> What is needed:
Repeat the data that follows, keeping every character intact.

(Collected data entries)
↓

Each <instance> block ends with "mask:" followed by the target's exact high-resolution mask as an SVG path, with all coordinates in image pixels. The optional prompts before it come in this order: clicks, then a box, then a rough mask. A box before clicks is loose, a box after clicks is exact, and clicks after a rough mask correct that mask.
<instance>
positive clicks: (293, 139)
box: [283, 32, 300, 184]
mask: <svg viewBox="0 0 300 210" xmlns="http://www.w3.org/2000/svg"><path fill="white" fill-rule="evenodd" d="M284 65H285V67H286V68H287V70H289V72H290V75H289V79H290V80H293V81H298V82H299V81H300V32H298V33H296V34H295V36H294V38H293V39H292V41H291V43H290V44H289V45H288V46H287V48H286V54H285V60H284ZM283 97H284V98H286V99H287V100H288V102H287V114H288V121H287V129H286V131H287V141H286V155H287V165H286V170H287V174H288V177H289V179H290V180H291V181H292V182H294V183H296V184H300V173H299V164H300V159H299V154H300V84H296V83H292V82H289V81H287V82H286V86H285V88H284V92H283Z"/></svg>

↑

> Output of the exercise:
Each <instance> block ends with "mask:" followed by the target's exact high-resolution mask as an SVG path, with all coordinates in image pixels. The optional prompts before it come in this order: clicks, then a box, then a rough mask. A box before clicks is loose, a box after clicks is exact, and clicks after a rough mask correct that mask.
<instance>
positive clicks: (293, 139)
box: [283, 32, 300, 184]
mask: <svg viewBox="0 0 300 210" xmlns="http://www.w3.org/2000/svg"><path fill="white" fill-rule="evenodd" d="M284 65H285V67H286V68H287V70H289V72H290V75H289V79H290V80H293V81H298V82H299V81H300V32H298V33H296V34H295V36H294V38H293V39H292V41H291V43H290V44H289V45H288V46H287V48H286V54H285V60H284ZM283 97H284V98H286V99H287V100H288V102H287V114H288V121H287V129H286V131H287V141H286V155H287V165H286V170H287V174H288V177H289V179H290V180H291V181H292V182H294V183H296V184H300V173H299V164H300V159H299V154H300V84H296V83H292V82H289V81H287V82H286V86H285V88H284V92H283Z"/></svg>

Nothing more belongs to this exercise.